* Start Task inputs *

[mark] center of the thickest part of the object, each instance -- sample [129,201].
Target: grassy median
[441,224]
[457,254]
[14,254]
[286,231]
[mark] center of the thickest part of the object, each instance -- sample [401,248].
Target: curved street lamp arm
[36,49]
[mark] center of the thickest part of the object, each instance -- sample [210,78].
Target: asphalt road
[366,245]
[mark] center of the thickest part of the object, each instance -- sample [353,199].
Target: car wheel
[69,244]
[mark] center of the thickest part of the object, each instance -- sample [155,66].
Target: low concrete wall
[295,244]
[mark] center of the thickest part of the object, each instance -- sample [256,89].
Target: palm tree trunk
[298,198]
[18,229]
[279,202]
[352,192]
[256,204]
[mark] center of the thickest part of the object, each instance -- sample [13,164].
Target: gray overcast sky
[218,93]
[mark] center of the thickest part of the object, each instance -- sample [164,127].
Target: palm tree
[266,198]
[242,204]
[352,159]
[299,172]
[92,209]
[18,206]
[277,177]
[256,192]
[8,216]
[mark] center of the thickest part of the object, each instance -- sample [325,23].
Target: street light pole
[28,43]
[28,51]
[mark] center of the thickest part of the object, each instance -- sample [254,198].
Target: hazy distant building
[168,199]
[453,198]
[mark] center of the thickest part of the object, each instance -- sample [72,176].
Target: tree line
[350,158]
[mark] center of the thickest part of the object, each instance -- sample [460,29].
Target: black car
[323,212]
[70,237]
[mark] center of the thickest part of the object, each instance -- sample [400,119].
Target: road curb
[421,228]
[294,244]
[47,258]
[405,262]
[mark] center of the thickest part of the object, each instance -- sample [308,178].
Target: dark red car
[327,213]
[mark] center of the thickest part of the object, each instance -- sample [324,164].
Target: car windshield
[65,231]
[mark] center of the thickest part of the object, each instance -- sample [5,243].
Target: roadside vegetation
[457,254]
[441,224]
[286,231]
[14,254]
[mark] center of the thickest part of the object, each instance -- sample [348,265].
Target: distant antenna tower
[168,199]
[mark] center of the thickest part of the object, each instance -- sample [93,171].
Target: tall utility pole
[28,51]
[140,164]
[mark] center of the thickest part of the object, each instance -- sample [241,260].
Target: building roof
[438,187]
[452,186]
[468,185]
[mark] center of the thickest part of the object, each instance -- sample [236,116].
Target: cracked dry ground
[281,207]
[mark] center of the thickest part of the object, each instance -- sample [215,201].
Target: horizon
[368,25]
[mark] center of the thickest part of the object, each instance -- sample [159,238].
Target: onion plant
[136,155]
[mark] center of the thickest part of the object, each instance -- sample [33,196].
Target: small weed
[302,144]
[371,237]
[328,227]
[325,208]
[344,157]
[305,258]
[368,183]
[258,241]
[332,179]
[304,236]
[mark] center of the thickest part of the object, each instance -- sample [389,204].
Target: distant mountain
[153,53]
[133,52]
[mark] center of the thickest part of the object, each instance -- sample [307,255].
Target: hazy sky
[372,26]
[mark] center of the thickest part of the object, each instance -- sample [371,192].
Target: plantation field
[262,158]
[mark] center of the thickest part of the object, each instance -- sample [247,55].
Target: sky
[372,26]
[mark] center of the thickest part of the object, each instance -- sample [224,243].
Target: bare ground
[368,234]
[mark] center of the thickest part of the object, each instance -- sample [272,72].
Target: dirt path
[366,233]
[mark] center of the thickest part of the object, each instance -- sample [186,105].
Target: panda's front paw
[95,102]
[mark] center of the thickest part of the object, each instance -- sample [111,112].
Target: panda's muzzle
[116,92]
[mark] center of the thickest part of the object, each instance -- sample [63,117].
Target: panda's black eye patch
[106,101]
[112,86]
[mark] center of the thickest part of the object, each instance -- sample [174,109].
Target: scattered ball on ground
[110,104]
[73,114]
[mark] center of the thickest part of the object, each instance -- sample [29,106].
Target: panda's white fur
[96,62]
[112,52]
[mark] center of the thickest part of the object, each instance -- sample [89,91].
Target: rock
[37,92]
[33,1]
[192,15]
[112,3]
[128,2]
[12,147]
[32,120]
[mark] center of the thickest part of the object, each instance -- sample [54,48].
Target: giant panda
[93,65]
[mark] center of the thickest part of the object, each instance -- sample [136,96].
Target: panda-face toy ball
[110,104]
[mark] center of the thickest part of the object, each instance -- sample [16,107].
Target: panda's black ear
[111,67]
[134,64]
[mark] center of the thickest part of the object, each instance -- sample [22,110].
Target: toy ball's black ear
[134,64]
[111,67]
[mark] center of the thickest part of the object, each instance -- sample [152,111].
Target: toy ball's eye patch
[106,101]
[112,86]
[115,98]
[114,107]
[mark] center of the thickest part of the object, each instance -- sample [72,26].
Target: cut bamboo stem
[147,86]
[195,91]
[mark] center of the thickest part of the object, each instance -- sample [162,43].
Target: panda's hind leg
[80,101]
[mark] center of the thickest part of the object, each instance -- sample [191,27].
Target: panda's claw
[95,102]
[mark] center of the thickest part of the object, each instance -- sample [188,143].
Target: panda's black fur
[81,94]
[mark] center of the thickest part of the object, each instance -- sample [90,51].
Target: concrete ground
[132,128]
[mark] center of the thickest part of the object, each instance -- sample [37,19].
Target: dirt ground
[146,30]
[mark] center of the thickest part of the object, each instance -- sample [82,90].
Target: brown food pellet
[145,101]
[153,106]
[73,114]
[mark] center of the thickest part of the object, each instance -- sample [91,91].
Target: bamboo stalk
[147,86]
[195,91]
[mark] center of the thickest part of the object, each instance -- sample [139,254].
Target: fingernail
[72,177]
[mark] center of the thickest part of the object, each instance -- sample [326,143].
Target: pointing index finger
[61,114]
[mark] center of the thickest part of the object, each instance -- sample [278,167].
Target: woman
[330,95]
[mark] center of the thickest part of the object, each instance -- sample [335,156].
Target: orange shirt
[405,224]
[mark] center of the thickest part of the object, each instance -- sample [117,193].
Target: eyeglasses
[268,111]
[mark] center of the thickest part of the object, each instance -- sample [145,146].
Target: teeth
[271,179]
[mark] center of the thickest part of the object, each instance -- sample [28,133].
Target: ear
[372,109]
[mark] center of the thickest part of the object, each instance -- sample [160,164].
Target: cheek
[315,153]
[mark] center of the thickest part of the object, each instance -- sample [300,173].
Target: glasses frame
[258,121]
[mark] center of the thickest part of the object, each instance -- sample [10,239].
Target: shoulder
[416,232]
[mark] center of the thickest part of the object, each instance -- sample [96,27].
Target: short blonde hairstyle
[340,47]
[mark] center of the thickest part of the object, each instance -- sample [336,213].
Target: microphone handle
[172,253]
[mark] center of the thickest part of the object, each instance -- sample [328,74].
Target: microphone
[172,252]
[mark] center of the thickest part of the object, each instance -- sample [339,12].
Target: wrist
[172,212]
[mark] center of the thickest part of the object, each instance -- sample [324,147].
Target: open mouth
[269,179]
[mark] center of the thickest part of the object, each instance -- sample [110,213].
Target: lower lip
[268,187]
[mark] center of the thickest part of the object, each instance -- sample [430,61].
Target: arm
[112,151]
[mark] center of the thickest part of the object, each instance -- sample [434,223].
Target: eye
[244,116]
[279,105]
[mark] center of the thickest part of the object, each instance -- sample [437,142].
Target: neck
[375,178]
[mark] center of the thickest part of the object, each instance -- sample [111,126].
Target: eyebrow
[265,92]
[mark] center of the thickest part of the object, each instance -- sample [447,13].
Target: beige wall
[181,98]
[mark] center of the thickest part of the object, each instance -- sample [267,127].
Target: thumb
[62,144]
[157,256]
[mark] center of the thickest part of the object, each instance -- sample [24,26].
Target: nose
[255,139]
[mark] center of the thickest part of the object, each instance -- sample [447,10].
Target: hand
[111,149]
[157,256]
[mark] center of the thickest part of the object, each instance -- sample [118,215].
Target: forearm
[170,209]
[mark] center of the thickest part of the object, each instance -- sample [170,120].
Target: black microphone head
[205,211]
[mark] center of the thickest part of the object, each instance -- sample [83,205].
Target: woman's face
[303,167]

* End Task inputs *

● Work to complete
Exactly as written, give again every line from the one containing "-- sample [437,142]." through the last line of the material above, and no other lines.

● Written answer
[mark] center of the thickest part of the object, each instance -- sample [437,142].
Target: neck
[375,178]
[mark] center of the thickest part of the object, each instance -- sample [111,126].
Target: eyebrow
[265,92]
[mark] center of the thickest part of the object, each instance -- sample [447,13].
Target: beige wall
[181,98]
[mark] center of the thickest part of the object, each instance -- sample [267,127].
Target: thumb
[62,144]
[157,256]
[mark] center of the thickest part of the object, each instance -- sample [24,26].
Target: nose
[255,139]
[mark] center of the thickest part of the object, each instance -- sample [447,10].
Target: hand
[111,149]
[157,256]
[mark] center of the thickest part of the object, each instance -- sample [118,215].
Target: forearm
[170,209]
[mark] center of the thickest part of the object, each instance -- sample [170,120].
Target: black microphone head
[205,211]
[mark] center of the thickest part of the object, each instance -- sample [83,205].
Target: woman's face
[303,167]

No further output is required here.